_DESCRIPTION OF THE TASK_
Each entry is to be reproduced verbatim, and images are to be omitted.

_EXERCISE INPUT_
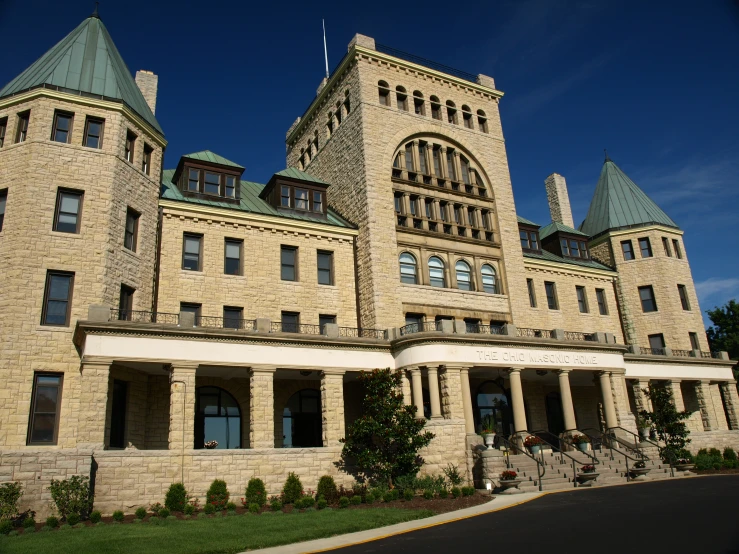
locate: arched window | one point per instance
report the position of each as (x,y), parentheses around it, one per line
(402,98)
(489,279)
(384,91)
(408,269)
(217,418)
(436,272)
(301,420)
(464,275)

_YOUR RESPONSE_
locate: arched window | one point per instance
report the position of each as (x,y), parentheses around it, one per line
(402,98)
(489,279)
(384,91)
(408,269)
(217,418)
(436,272)
(301,420)
(464,275)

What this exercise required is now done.